Alonzo Yates was a sophomore at Beacon High in Manhattan when a chemistry experiment went awry.

A former high school student in New York City has been awarded nearly $60 million in damages after a jury found the the school system and the student's former teacher liable for a 2014 accident that left much of his body scarred from third-degree burns.

The New York Times reports that in January 2014, Alonzo Yanes was a sophomore at Beacon High School in Manhattan. He was engulfed in flames after a chemistry experiment went awry.

It was one of the most gruesome accidents in a city school in recent years: a large fireball exploded when an experienced science teacher, Anna Poole, conducted an experiment intended to show how salts change color when exposed to methanol.

Students immediately jumped under their desks and called for help after the fire began, but Yanes and another student were caught in the flames.

The other student suffered first-degree burns.

Yanes was left with burns so deep that his sweat glands were numbed, and he is no longer able to sweat through some of parts of his body. He spent five months in hospitals after the accident, including two months in a burn unit undergoing extensive skin graft surgeries.
──────────────────────────────
• Actions to take
[a] From the article about the chemistry class fire, list each injury or medical consequence it reports for the sophomore who was engulfed in flames.
[b] Translate this sentence from the article about the chemistry class fire into Spanish: "Students immediately jumped under their desks and called for help after the fire began, but Yanes and another student were caught in the flames."
──────────────────────────────
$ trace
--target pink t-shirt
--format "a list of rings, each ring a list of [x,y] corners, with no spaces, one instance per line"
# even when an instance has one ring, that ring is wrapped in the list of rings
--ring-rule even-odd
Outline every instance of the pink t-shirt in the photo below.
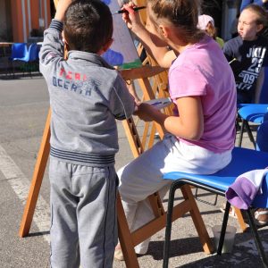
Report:
[[[236,85],[232,71],[219,45],[205,36],[187,47],[169,71],[170,95],[176,99],[200,96],[204,133],[199,140],[182,142],[215,153],[233,148],[235,139]],[[180,111],[180,107],[179,107]]]

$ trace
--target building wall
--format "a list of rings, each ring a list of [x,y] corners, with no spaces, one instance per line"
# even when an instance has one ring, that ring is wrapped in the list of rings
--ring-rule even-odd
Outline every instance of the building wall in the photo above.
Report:
[[[51,21],[50,0],[13,0],[11,7],[13,42],[42,35]]]

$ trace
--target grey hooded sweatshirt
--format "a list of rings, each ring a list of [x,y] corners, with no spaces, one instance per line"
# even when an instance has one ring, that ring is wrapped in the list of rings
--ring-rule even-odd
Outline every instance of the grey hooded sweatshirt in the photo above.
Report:
[[[64,60],[62,30],[63,23],[53,20],[39,53],[52,109],[50,155],[88,166],[113,164],[119,149],[115,119],[132,114],[134,99],[101,56],[73,50]]]

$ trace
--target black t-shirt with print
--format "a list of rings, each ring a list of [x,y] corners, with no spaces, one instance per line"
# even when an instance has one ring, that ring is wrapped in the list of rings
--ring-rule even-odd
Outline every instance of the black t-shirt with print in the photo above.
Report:
[[[256,80],[262,66],[268,66],[268,39],[245,41],[239,36],[226,42],[223,53],[233,71],[239,103],[254,101]]]

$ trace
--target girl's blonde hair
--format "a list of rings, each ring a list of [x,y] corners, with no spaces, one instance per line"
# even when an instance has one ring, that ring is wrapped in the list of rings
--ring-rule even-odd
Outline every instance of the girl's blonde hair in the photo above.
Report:
[[[147,0],[157,19],[167,19],[180,29],[186,42],[199,39],[204,33],[197,29],[199,0]]]

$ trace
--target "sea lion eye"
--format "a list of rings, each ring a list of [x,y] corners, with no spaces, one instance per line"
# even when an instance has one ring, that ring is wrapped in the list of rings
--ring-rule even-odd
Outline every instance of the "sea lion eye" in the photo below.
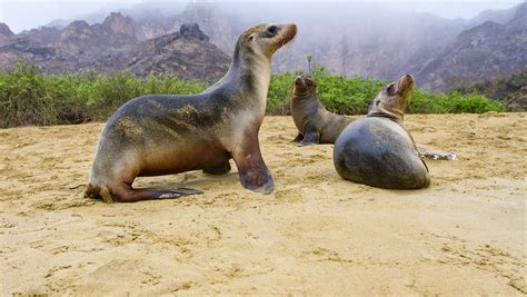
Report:
[[[276,27],[275,24],[267,28],[267,32],[270,33],[271,36],[276,34],[277,30],[278,30],[278,27]]]
[[[388,93],[394,93],[394,88],[395,88],[395,83],[391,82],[391,83],[386,88],[386,92],[388,92]]]

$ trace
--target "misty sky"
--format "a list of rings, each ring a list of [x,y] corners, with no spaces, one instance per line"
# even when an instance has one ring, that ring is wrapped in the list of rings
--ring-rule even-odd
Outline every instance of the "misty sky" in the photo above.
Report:
[[[221,2],[226,0],[217,0]],[[289,2],[321,2],[324,0],[271,0]],[[0,0],[0,22],[7,23],[14,33],[26,29],[37,28],[47,24],[57,19],[81,19],[95,12],[109,12],[118,9],[129,9],[141,2],[187,2],[182,0]],[[262,0],[228,1],[228,2],[269,2]],[[328,6],[331,1],[327,2]],[[465,18],[469,19],[477,16],[480,11],[487,9],[508,9],[524,0],[340,0],[332,2],[364,3],[375,2],[386,4],[388,8],[397,11],[431,12],[444,18]]]

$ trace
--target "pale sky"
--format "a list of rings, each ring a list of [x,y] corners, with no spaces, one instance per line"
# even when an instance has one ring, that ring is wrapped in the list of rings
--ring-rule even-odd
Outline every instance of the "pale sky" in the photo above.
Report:
[[[217,0],[225,2],[228,0]],[[524,0],[246,0],[228,2],[350,2],[382,3],[389,8],[404,7],[406,11],[431,12],[444,18],[465,18],[469,19],[477,16],[480,11],[493,9],[508,9]],[[0,22],[7,23],[16,33],[47,24],[56,19],[77,19],[97,11],[108,11],[116,9],[127,9],[141,2],[188,2],[169,0],[0,0]]]

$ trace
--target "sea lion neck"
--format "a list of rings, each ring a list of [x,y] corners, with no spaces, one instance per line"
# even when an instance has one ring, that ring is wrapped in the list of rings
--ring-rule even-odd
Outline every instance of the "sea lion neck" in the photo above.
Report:
[[[242,47],[240,42],[237,43],[229,70],[208,91],[228,90],[235,98],[239,95],[243,100],[257,103],[265,110],[271,76],[270,60],[250,48]]]
[[[380,107],[380,106],[374,106],[370,108],[368,111],[368,115],[366,117],[378,117],[378,118],[387,118],[390,119],[397,123],[402,125],[405,115],[402,112],[398,112],[396,110],[394,111],[388,111],[387,109]]]

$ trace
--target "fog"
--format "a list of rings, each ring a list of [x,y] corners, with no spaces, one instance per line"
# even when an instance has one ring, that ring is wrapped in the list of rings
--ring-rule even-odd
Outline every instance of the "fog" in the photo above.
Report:
[[[67,23],[76,19],[86,19],[89,22],[97,22],[103,19],[110,11],[135,11],[157,10],[165,16],[177,14],[182,11],[188,1],[103,1],[103,0],[0,0],[0,22],[7,23],[14,33],[22,30],[38,28],[49,24],[52,21],[63,20]],[[211,1],[207,1],[211,2]],[[470,19],[484,10],[501,10],[511,8],[523,1],[501,0],[501,1],[477,1],[477,0],[421,0],[421,1],[215,1],[220,2],[222,7],[228,7],[232,12],[241,13],[250,19],[262,20],[287,20],[291,11],[299,12],[295,21],[337,21],[340,18],[359,18],[367,20],[365,11],[375,13],[377,9],[389,11],[391,18],[397,18],[398,13],[405,12],[429,12],[443,18]],[[287,8],[285,8],[287,7]],[[251,9],[247,9],[251,8]],[[327,9],[332,8],[332,9]],[[355,9],[355,8],[368,8]],[[336,16],[336,12],[342,12]],[[354,16],[352,11],[360,11]],[[368,13],[366,13],[368,14]],[[301,20],[299,20],[301,16]]]

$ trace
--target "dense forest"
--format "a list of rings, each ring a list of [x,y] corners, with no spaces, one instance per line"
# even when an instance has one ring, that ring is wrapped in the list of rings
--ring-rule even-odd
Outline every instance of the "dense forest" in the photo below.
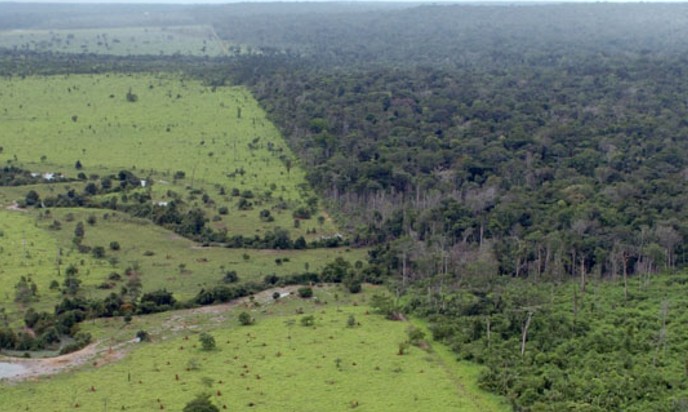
──────────────────────────────
• Results for each task
[a]
- Third-degree burns that left much of his body scarred
- Burns so deep that his sweat glands were numbed, leaving him unable to sweat through some parts of his body
- Five months spent in hospitals after the accident
- Two months in a burn unit undergoing extensive skin graft surgeries

[b] Los estudiantes se metieron de inmediato debajo de sus pupitres y pidieron ayuda después de que comenzara el fuego, pero Yanes y otro estudiante quedaron atrapados en las llamas.